-------- Input for this task
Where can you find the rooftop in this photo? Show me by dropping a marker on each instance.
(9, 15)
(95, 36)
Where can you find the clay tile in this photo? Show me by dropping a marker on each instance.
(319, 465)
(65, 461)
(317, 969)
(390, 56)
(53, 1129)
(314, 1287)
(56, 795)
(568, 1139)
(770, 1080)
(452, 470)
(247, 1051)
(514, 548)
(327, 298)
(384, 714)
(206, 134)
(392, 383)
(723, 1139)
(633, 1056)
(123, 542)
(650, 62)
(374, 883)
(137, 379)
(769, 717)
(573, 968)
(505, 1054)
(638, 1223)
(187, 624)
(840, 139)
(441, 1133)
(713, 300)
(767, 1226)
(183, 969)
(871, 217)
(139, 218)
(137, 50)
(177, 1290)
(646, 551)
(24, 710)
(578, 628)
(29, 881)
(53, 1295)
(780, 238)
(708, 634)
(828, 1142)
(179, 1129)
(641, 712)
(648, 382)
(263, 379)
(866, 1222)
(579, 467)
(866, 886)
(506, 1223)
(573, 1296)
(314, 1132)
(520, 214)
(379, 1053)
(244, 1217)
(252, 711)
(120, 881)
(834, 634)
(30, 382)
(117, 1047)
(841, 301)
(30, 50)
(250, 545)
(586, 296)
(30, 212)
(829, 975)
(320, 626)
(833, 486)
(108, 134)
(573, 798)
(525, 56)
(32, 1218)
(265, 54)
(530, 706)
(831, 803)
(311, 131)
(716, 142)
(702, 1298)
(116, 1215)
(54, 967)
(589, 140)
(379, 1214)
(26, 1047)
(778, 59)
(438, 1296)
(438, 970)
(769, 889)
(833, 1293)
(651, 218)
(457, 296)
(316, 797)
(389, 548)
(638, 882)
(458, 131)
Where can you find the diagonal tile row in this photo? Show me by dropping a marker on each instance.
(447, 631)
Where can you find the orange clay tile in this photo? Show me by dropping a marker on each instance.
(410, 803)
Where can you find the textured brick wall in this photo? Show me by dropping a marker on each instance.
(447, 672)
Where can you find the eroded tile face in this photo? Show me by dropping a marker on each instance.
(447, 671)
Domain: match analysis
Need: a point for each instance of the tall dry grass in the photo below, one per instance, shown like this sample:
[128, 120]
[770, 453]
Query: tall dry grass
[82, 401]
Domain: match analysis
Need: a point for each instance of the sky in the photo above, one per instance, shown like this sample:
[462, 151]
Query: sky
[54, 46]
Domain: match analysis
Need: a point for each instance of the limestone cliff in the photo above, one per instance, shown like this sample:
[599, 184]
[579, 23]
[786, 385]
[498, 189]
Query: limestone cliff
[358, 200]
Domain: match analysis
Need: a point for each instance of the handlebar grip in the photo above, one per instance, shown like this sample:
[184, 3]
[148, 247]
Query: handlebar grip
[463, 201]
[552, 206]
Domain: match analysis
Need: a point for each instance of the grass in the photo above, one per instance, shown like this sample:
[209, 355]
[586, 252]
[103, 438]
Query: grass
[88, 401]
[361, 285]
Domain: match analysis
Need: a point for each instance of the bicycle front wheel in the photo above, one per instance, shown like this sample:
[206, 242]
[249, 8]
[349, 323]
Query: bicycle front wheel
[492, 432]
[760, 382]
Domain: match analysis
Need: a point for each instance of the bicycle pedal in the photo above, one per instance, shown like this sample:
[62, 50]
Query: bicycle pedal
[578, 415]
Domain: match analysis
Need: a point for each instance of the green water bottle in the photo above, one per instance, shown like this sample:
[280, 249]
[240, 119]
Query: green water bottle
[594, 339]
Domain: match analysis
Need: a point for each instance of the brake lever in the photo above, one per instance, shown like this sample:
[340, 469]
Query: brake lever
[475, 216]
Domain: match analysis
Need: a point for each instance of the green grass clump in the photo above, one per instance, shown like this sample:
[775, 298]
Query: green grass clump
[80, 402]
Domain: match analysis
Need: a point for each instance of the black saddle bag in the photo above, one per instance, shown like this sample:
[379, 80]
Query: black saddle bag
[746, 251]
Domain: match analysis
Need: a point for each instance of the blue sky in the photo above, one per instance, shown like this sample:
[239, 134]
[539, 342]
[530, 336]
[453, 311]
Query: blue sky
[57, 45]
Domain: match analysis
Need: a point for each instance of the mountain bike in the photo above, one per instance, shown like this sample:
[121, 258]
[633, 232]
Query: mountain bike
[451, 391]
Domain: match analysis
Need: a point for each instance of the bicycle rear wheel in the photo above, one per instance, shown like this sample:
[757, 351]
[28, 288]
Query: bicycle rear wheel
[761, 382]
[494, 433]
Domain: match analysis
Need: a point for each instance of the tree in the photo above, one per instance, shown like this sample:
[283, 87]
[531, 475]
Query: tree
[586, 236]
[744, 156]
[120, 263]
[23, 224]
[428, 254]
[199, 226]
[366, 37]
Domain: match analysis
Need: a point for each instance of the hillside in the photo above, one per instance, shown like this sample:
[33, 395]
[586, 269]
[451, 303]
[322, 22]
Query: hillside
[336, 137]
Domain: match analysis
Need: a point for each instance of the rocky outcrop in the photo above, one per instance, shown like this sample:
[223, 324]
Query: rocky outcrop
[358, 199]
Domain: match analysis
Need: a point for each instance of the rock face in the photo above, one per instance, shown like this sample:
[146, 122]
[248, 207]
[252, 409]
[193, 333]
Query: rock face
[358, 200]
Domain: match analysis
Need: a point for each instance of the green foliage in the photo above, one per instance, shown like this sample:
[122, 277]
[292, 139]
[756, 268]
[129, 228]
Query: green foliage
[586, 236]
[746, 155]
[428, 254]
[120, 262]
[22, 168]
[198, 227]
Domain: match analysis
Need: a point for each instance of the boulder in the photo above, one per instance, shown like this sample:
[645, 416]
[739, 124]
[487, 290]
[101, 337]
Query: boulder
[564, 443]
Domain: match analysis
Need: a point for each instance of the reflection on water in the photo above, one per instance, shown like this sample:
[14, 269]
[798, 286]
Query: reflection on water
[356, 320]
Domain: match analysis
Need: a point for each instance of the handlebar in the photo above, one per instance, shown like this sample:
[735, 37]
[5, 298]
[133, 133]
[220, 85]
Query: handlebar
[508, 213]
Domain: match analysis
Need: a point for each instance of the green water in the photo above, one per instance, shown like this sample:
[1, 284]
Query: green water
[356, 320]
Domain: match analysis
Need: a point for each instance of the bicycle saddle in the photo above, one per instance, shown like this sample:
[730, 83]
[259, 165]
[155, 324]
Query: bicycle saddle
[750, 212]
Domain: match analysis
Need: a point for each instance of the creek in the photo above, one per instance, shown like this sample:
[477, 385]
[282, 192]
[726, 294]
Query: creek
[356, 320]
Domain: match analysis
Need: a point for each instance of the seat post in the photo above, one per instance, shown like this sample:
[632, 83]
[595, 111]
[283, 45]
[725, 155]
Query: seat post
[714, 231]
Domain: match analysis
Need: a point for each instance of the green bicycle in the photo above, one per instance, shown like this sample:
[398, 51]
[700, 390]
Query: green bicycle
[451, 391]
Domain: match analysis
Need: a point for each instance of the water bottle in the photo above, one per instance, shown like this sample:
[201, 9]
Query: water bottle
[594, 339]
----------------
**Your task:** Output all of the records exactly, with nothing omitted.

**Written answer:**
Where can you find the rooftop in this photo? Show me by dropping a marker on each instance.
(9, 15)
(95, 36)
Where can you find the clay tile in this photo? Show me by dropping a marker on each instance.
(319, 465)
(65, 461)
(317, 969)
(390, 56)
(53, 1129)
(314, 1287)
(56, 795)
(568, 1139)
(770, 1080)
(452, 470)
(247, 1051)
(514, 548)
(327, 298)
(384, 714)
(206, 134)
(392, 383)
(723, 1139)
(633, 1056)
(123, 542)
(650, 62)
(374, 883)
(137, 379)
(769, 717)
(573, 968)
(505, 1054)
(638, 1223)
(187, 624)
(840, 139)
(441, 1133)
(713, 300)
(767, 1226)
(183, 969)
(871, 217)
(139, 218)
(137, 50)
(177, 1290)
(646, 551)
(24, 710)
(578, 628)
(29, 881)
(53, 1295)
(780, 238)
(708, 634)
(828, 1142)
(179, 1129)
(641, 712)
(648, 382)
(263, 379)
(866, 1222)
(579, 467)
(866, 886)
(506, 1223)
(573, 1296)
(314, 1132)
(520, 214)
(379, 1053)
(244, 1217)
(252, 711)
(120, 881)
(834, 634)
(30, 382)
(117, 1047)
(841, 301)
(30, 50)
(250, 545)
(586, 296)
(30, 212)
(829, 975)
(320, 626)
(833, 486)
(108, 134)
(573, 798)
(525, 56)
(32, 1218)
(265, 54)
(530, 706)
(831, 803)
(311, 131)
(716, 142)
(702, 1298)
(116, 1215)
(54, 967)
(589, 140)
(379, 1214)
(26, 1047)
(778, 59)
(438, 1296)
(438, 970)
(769, 889)
(833, 1293)
(651, 218)
(457, 296)
(316, 797)
(389, 548)
(638, 882)
(458, 131)
Where can you find the diagonal tile row in this photo? Show me by dropping a marker on each instance.
(447, 631)
Where can you find the orange clay tile in this photo? Show me by dropping a marker on each instance.
(410, 803)
Where can you find the textured brick wall in this photo? Show me by dropping a marker on each instance.
(447, 672)
Where can you find the eroded tile face in this photo? Show me by dropping a marker on each instance.
(447, 671)
Domain: match analysis
Need: a point for each instance of the tall dry grass in the photo below, one per instance, shown like this sample:
[128, 120]
[770, 453]
Query: tall dry grass
[82, 401]
Domain: match analysis
Need: a point for each instance of the sky in the photo above, one per instance, shown like this sample:
[462, 151]
Query: sky
[54, 46]
Domain: match analysis
Need: a point for each instance of the limestone cliff in the photo above, one per instance, shown like this sample:
[599, 184]
[579, 23]
[786, 385]
[498, 189]
Query: limestone cliff
[358, 200]
Domain: match analysis
Need: a point for each instance of the handlebar grip in the photo above, one per instance, shown like this sample:
[184, 3]
[148, 247]
Query: handlebar grip
[463, 201]
[552, 206]
Domain: match analysis
Need: a point for each instance of the grass in the photo above, one per instance, shown like this sample:
[209, 355]
[586, 252]
[103, 438]
Query: grass
[88, 401]
[361, 285]
Domain: match analysis
Need: a point for each instance of the bicycle front wheel in the photo above, one per instance, shown like this sample:
[206, 242]
[249, 8]
[349, 323]
Query: bicycle front wheel
[492, 432]
[760, 382]
Domain: match analysis
Need: a point for each instance of the bicycle pedal in the photo above, one per instance, shown like this sample:
[62, 50]
Query: bicycle pedal
[578, 415]
Domain: match analysis
Need: a point for each instance of the green water bottle in the photo above, one per instance, shown like this sample:
[280, 249]
[240, 119]
Query: green water bottle
[594, 339]
Domain: match analysis
Need: a point for each instance of the brake lever in the photo above, one per instance, shown like this sample:
[340, 469]
Query: brake lever
[475, 216]
Domain: match analysis
Need: a point for each instance of the green grass clump in the photo above, one per instance, shown like this sample:
[775, 298]
Query: green grass clump
[80, 402]
Domain: match analysis
Need: a point for each instance of the black saddle bag in the photo above, one per instance, shown like this sample:
[379, 80]
Query: black saddle bag
[746, 251]
Domain: match analysis
Need: a point for each instance of the blue sky in the photo above, one per instance, shown like this sample:
[239, 134]
[539, 342]
[530, 336]
[453, 311]
Query: blue sky
[57, 45]
Domain: match analysis
Need: a point for each instance of the mountain bike in the photo above, one per instance, shown like this sample:
[121, 258]
[633, 232]
Query: mountain bike
[451, 391]
Domain: match analysis
Need: a point for each instance of the bicycle rear wheel in the photo above, one per instance, shown like this sample:
[757, 351]
[28, 288]
Query: bicycle rear wheel
[761, 382]
[494, 433]
Domain: match analysis
Need: a point for each instance of the tree in the photo above, one per instance, shown like this sample:
[283, 87]
[531, 475]
Query: tree
[586, 236]
[744, 156]
[120, 263]
[23, 224]
[428, 254]
[199, 226]
[366, 37]
Domain: match analysis
Need: a point for each instance of the hillside in the photo above, one per instance, shown like this sample:
[33, 395]
[586, 269]
[451, 303]
[322, 22]
Query: hillside
[336, 137]
Domain: match analysis
Need: a point for each instance of the rocky outcrop in the photo above, one per instance, shown like this sample:
[223, 324]
Query: rocky outcrop
[358, 199]
Domain: match analysis
Need: a point for each instance of the rock face in the photo above, one per instance, shown like this sample:
[146, 122]
[248, 207]
[252, 409]
[193, 333]
Query: rock face
[358, 200]
Domain: match analysis
Need: a point for each instance of the green foliage in the photo above, one per instance, shown like this sample:
[122, 277]
[292, 139]
[756, 268]
[129, 228]
Query: green foliage
[586, 236]
[746, 155]
[428, 254]
[120, 262]
[22, 168]
[198, 227]
Domain: match analysis
Need: a point for each instance of the boulder in the photo above, one per instance, shown like this sample:
[645, 416]
[739, 124]
[487, 290]
[101, 337]
Query: boulder
[564, 443]
Domain: match analysis
Need: a point for each instance of the reflection on water in the photo above, one per instance, shown like this sample:
[14, 269]
[798, 286]
Query: reflection on water
[356, 320]
Domain: match analysis
Need: a point for each instance of the handlebar in the photo above, one per instance, shown like this sample:
[735, 37]
[5, 298]
[133, 133]
[220, 85]
Query: handlebar
[508, 213]
Domain: match analysis
Need: a point for each instance of the green water in the photo above, one per instance, shown like this sample:
[1, 284]
Query: green water
[356, 320]
Domain: match analysis
Need: a point for each instance of the bicycle saddle in the photo above, one per instance, shown like this sample:
[730, 83]
[259, 165]
[155, 324]
Query: bicycle saddle
[750, 212]
Domain: match analysis
Need: a point for each instance of the creek in the photo above, one per instance, shown like this sample:
[477, 385]
[282, 192]
[726, 294]
Query: creek
[356, 320]
Domain: match analysis
Need: a point for each instance of the seat post in the photo above, one per instance, shown like this sample:
[632, 83]
[595, 111]
[283, 45]
[725, 155]
Query: seat post
[714, 231]
Domain: match analysis
Need: a point for each instance of the green bicycle in the photo above, one per instance, shown like this sample:
[398, 51]
[700, 390]
Query: green bicycle
[451, 391]
Domain: match analysis
Need: a point for each instance of the water bottle in the photo above, one per instance, shown like this sample:
[201, 9]
Query: water bottle
[594, 339]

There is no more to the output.